### [Supplied text]
--------------------------------
I came across the following on a writer's blog in reference to Flogging the Quill.
"I love watching him do simple things like removing redundant words and fine-tuning just a phrase or two here and there. But wow, what a difference!"
:-)
Now that made my day. And it got me to thinking about what you think an editor is and does…and what I think an editor is and does. What are your expectations? Do you even have expectations? What, exactly, will a substantive editor (the kind of work I've been illustrating versus copyediting) do to/with/for your manuscript? For your writing?
First thing is, there's no such thing as "exactly." Um, I think. I
haven't seen how other editors edit. I've worked with a few critique
group members that come close to the depth and intensity of what I do
If you've been following FtQ, you've seen mini-examples that show you what this particular editor does. I'm sure it's not all that dissimilar from others, but I don't know that. The editing you see on the Flog is substantive editing, in contrast to copyediting, which fine-tunes grammar, punctuation, usage, clarity, accuracy, and structure. Substantive editing focuses more on story and the craft of making a story come alive in a reader's mind.
--------------------------------
### [Data listing]
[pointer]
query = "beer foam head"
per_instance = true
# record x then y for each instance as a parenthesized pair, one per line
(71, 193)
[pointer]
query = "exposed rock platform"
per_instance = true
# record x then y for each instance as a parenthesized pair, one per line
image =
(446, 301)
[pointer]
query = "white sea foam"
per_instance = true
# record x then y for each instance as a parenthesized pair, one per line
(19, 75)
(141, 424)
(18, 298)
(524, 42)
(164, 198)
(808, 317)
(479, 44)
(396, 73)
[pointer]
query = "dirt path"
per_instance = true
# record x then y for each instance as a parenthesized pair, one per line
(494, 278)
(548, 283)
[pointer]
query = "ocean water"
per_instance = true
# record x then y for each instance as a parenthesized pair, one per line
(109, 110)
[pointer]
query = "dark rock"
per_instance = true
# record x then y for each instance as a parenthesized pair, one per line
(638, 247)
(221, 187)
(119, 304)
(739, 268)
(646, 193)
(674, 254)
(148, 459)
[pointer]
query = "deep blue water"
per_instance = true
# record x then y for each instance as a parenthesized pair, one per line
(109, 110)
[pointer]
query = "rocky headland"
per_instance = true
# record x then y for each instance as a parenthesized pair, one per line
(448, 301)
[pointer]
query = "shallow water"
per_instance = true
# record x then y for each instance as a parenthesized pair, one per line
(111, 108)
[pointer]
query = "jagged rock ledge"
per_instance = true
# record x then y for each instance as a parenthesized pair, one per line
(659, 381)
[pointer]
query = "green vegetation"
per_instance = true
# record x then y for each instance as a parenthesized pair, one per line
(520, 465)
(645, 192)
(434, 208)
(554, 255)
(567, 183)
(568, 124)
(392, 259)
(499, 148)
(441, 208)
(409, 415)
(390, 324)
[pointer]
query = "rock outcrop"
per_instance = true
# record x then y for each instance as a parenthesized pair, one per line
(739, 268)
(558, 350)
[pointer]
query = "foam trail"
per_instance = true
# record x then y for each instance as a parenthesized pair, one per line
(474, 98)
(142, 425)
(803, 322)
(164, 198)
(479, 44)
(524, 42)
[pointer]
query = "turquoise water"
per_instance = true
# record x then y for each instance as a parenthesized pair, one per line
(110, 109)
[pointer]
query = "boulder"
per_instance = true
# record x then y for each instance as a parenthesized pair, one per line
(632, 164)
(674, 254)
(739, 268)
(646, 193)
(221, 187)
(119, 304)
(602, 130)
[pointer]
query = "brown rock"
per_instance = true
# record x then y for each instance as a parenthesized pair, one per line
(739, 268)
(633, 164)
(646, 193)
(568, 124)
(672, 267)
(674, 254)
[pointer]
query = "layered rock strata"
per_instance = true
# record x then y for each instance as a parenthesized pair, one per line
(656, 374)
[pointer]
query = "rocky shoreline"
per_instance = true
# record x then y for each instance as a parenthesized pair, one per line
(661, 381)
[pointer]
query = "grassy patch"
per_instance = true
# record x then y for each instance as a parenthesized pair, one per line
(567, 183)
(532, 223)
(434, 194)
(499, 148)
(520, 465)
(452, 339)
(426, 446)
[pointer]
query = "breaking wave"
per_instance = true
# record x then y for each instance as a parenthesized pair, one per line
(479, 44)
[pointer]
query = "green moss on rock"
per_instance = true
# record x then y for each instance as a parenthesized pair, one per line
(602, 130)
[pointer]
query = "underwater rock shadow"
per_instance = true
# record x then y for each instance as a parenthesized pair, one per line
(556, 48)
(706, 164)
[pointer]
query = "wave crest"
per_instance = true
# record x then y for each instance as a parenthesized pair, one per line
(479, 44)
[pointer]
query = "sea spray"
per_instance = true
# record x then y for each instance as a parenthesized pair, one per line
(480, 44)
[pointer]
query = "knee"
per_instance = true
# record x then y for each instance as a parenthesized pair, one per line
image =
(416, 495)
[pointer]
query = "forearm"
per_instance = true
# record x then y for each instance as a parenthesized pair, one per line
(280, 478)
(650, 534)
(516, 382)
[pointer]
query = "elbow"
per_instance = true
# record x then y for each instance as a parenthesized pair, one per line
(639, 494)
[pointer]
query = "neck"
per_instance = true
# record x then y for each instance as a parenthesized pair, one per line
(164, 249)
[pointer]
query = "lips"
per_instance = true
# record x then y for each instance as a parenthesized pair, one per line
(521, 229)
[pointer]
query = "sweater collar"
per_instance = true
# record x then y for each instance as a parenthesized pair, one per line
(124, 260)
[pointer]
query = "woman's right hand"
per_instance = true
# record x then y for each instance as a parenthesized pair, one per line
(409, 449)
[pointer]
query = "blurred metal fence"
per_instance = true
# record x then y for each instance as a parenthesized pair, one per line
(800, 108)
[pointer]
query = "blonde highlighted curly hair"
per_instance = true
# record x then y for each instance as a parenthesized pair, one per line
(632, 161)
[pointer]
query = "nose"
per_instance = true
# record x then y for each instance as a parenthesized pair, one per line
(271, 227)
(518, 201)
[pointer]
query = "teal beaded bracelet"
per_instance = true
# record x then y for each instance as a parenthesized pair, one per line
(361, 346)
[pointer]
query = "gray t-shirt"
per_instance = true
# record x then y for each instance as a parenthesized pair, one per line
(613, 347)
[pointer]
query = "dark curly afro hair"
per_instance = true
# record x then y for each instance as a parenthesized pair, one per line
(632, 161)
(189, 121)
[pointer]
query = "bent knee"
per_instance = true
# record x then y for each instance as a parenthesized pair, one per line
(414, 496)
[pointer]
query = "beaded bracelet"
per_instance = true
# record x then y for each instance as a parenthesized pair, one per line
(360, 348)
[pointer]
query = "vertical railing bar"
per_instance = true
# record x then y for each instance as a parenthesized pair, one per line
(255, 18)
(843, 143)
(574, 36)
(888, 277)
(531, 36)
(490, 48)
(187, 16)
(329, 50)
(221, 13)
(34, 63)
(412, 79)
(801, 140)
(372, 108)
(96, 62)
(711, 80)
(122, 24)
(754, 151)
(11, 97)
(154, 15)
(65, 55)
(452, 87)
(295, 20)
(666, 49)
--------------------------------
### [Goal]
Extend the blog post about what a substantive editor does, picking up after its final sentence. Nothing in the listing is needed here.

### [Expected answer]
I ask for feedback when an edit is done, and my clients have let me know what has worked for them. And I learn what brought them to seeking an editor to begin with. See if any of this resonates with you:
"I was using friends as editors, all of them people with some knowledge of storytelling-an actress, a business magazine editor, an amateur writer and an English teacher. I thought that would cover the spectrum of problems I might create in my story.
"I did get good comments, but the criticism was not very constructive. All my friends felt there was 'something missing,' or 'something is not working.' While I knew they were right, I didn't know exactly what was bothering us."
Ah, there's the rub.
Yes, I do simple things
"Your critique pinpointed difficulties in the story, but the best part was specific proposals on how to remedy the problems. Your suggestions allowed me to move from where I was stuck and take the story to a higher level."
As important as what an editor does, though, what an editor doesn't do is equally important. I believe an editor MUST remain faithful to your voice, and your story. One client wrote this:
"Some editors try to impose their own style and taste upon a writer's work. Ray doesn't. His job is to make you the best writer you can be."
She's caught two of the things I work hard to do. The first is enhancing your narrative your way, and the second is encouraging, coaching, and teaching.
A caveat: I'll bust my hump to help you make your narrative the best you can write it. I only wish that would guarantee getting an agent or a publisher, but that just ain't so.
Actually, it takes two…
It takes two to make an editor. No writer, no editor. And an editor isn't an authority. Maybe a consultant? Except in areas such as grammar and usage, editors don't proclaim facts, they provide opinions. Although there ought to be some things you can take "on authority" from an editor, such as grammar (and, in storytelling, knowing when to ignore it).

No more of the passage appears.